*Given records*:
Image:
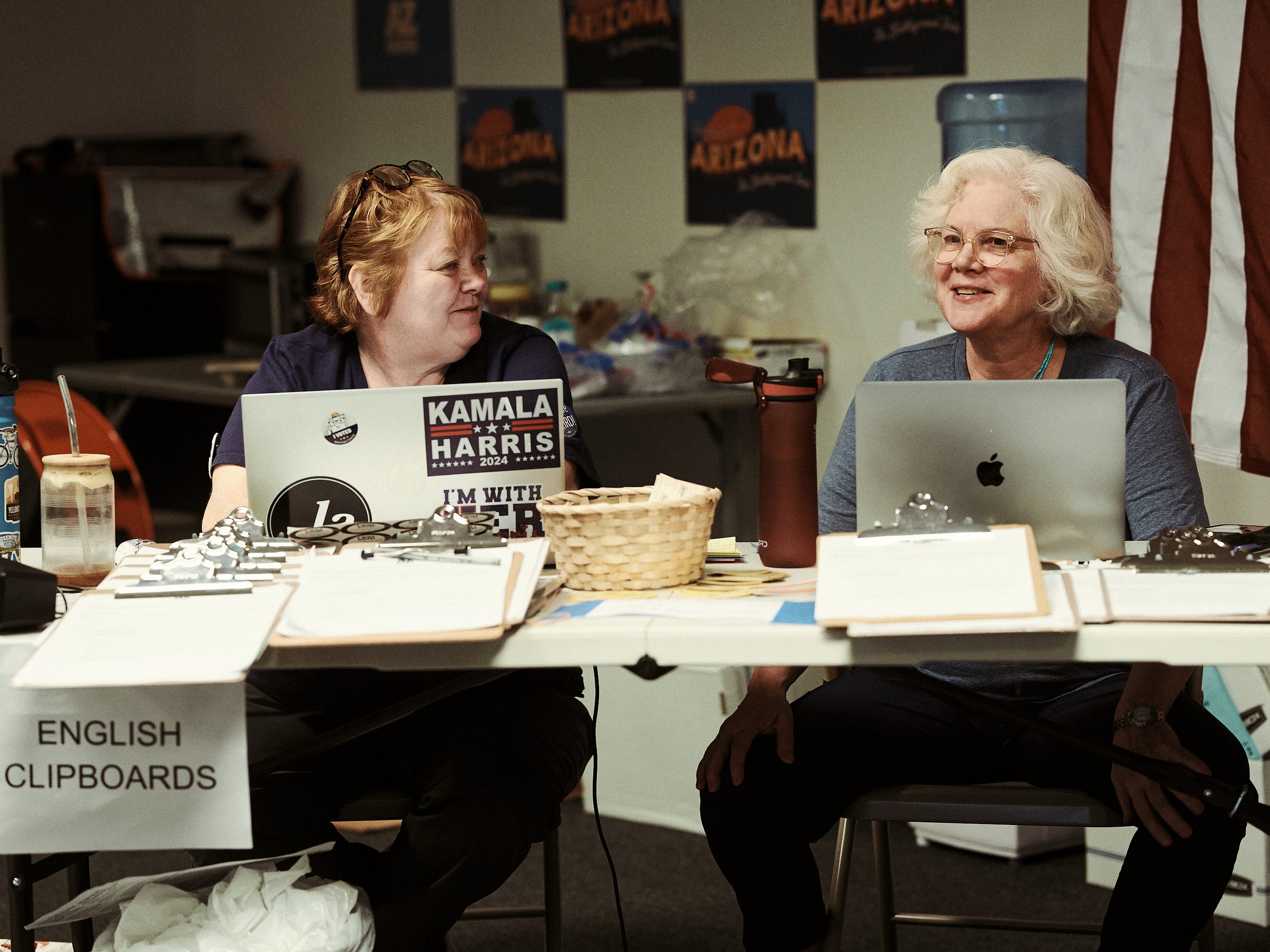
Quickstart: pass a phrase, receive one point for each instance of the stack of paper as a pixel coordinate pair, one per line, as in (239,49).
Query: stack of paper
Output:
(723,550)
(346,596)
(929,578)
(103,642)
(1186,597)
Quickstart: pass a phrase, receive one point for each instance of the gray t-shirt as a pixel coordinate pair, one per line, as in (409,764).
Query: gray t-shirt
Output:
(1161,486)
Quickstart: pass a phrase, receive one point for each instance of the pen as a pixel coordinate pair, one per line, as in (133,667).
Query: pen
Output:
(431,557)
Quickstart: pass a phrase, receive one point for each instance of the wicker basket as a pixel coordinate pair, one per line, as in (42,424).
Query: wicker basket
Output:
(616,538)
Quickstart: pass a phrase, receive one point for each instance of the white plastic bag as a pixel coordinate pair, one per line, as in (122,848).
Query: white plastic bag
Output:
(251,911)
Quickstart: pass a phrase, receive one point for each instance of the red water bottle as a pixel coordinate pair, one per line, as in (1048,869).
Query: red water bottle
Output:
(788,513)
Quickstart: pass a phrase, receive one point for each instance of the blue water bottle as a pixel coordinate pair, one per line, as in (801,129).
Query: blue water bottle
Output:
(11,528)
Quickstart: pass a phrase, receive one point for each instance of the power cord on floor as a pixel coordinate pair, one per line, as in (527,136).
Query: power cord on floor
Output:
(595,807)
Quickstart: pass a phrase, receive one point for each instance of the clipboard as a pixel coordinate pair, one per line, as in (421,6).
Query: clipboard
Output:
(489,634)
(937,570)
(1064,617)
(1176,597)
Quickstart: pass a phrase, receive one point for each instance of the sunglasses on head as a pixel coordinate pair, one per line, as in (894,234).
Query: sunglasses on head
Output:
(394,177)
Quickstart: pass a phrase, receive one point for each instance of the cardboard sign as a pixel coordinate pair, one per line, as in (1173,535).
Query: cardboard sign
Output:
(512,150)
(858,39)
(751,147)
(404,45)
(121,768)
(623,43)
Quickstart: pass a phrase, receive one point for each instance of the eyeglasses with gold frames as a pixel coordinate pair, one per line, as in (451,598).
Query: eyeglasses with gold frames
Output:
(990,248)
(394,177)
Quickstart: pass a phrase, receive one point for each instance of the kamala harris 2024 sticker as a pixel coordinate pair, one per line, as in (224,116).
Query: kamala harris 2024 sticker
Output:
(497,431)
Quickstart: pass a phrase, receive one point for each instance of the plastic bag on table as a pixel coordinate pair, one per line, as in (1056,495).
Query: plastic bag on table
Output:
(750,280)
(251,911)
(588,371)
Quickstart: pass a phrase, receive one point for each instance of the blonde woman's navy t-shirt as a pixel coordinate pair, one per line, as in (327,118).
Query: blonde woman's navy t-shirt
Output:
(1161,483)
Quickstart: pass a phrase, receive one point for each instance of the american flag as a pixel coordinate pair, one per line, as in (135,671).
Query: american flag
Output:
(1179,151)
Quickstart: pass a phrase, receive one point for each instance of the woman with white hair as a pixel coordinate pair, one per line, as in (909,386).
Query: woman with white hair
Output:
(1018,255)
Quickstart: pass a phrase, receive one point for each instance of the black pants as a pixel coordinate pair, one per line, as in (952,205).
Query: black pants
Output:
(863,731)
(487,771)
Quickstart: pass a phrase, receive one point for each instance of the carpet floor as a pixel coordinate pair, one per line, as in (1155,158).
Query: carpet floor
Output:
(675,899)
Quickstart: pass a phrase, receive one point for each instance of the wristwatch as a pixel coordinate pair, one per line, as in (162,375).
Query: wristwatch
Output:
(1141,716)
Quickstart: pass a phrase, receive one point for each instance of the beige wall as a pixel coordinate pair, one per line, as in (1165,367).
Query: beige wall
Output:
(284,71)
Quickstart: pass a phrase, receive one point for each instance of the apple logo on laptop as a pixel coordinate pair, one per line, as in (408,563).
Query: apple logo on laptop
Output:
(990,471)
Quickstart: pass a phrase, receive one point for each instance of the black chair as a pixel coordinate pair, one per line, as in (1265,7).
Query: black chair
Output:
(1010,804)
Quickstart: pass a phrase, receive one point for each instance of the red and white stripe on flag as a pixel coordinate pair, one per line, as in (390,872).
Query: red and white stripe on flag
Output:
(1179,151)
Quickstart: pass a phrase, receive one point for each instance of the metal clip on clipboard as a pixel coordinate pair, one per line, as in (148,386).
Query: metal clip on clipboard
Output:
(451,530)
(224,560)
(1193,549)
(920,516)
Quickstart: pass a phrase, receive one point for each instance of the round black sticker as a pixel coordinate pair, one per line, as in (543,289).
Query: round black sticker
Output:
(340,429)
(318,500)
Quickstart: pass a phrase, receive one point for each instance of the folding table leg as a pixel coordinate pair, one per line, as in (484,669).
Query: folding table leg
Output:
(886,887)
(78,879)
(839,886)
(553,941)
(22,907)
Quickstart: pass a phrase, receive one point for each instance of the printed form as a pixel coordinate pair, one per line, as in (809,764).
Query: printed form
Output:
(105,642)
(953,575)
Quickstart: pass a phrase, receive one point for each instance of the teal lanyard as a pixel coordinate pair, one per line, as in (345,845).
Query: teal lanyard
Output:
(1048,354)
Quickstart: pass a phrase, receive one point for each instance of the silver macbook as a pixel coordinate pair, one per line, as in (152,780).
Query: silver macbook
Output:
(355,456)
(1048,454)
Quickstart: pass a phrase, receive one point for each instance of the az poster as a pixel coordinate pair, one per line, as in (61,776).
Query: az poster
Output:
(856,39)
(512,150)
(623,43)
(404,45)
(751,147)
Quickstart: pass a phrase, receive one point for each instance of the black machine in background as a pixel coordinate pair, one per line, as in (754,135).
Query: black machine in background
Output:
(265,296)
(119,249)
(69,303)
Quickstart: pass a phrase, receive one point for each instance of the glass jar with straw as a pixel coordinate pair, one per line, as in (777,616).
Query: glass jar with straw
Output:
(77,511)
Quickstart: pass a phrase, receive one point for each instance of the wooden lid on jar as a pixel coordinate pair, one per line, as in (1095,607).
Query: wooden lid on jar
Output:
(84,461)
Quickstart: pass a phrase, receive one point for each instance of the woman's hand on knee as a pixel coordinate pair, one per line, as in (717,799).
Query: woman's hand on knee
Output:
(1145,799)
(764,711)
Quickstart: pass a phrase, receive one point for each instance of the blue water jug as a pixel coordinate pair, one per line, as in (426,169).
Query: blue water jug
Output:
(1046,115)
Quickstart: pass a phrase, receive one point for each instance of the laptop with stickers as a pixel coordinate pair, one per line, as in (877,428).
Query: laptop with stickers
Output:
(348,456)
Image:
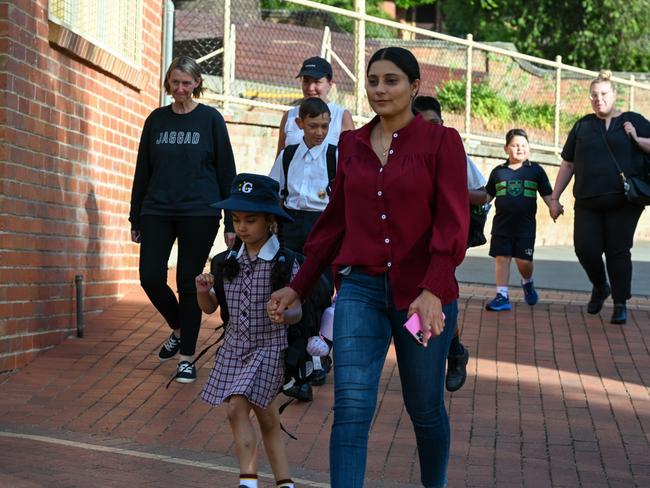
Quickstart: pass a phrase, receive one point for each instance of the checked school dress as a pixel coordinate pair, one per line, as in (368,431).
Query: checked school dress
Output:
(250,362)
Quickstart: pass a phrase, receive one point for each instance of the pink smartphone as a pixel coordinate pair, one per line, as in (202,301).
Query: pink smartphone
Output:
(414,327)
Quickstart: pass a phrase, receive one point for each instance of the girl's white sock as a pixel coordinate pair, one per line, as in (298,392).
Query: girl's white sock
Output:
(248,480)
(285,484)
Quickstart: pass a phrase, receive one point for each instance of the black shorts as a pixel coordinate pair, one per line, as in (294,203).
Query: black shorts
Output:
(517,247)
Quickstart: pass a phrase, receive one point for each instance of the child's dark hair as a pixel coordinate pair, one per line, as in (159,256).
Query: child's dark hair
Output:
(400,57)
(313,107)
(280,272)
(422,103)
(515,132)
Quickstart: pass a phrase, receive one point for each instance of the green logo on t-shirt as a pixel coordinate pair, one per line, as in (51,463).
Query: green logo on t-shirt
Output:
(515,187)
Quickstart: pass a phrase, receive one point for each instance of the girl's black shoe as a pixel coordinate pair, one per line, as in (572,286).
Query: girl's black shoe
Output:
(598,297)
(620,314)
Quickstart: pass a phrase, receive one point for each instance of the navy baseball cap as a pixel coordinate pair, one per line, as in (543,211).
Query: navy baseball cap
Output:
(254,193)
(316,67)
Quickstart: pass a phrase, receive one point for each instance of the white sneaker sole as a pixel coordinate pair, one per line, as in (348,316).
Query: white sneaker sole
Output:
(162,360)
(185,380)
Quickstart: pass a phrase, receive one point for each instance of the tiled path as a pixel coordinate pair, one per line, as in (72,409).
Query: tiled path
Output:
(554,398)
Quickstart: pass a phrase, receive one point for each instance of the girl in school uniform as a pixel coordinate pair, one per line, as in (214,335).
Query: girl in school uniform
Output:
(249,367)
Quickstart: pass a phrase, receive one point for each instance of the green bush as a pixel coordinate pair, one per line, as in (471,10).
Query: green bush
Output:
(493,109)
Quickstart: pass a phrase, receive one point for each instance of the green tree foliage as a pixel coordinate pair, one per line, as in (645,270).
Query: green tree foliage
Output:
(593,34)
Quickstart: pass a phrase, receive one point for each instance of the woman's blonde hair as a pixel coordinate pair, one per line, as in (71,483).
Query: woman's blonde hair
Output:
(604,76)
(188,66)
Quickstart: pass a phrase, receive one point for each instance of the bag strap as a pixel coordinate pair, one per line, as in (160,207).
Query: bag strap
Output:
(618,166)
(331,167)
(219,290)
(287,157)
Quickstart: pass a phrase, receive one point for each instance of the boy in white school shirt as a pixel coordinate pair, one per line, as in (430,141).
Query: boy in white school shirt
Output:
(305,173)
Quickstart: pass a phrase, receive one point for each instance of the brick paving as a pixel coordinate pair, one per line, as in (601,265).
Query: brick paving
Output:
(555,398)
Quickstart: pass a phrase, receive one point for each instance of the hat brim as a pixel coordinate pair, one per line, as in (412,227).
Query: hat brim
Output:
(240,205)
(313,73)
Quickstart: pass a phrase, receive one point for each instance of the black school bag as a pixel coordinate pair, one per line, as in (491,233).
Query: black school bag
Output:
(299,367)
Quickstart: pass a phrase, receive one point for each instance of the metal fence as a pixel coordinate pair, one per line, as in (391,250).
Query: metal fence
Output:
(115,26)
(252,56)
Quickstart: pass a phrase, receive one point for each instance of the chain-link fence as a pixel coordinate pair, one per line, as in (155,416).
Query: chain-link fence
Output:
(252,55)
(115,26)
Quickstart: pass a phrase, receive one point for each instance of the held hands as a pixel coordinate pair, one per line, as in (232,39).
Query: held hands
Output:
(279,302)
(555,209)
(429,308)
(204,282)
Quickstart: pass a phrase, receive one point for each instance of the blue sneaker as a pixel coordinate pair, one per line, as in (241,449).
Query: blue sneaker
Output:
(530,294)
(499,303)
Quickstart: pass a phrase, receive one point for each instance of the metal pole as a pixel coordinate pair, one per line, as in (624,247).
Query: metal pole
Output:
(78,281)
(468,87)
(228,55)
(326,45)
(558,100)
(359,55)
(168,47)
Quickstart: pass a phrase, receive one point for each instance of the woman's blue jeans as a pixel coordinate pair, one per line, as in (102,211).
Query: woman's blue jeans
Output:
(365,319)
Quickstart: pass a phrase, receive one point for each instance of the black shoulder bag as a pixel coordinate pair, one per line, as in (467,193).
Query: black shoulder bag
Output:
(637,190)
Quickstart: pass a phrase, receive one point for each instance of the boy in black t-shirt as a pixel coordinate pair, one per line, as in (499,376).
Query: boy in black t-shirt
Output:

*What you will do*:
Starting at the line that contains "as in (232,39).", print every line through the end of the listing, word for word. Leave out all the rest.

*Written solution*:
Quickstart: pass a phrase, receive one point for each instance of the held hands as a pixel coordinate pair, one per line, as in (232,39).
Query: held hands
Output:
(279,302)
(555,209)
(429,308)
(204,282)
Quickstart: pass a phrase, receive one point for each instance of the blue sneaker as a pixel coordinate pair, one per line, as in (241,449).
Query: blue sneaker
Output:
(530,294)
(499,303)
Quickstart: pass a phrase, receive one point for each instance of the metal pole as a pixel coordinate pair, one per line, as in (624,247).
Query: metal pole
Output:
(78,281)
(468,87)
(228,55)
(326,45)
(558,100)
(359,55)
(168,47)
Quickstart: pass a phrase, receive one point for each instance of the woman's blue jeans as a pixel coordinate pair, one per line, as in (102,211).
Query: woman's blue jeans
Output:
(365,319)
Quickstart: pass a phrase, receive one point for each instance of the black shoulder bag as a pixel coordinate pair, one per line, as in (467,193).
Query: black shoulder bag
Output:
(637,190)
Quickstart: pass a phrase, receive one point for each instance of the boy in black t-shirt as a pixel coordinate pair, one per line, as in (499,376).
Query: boy in black t-shirt
Output:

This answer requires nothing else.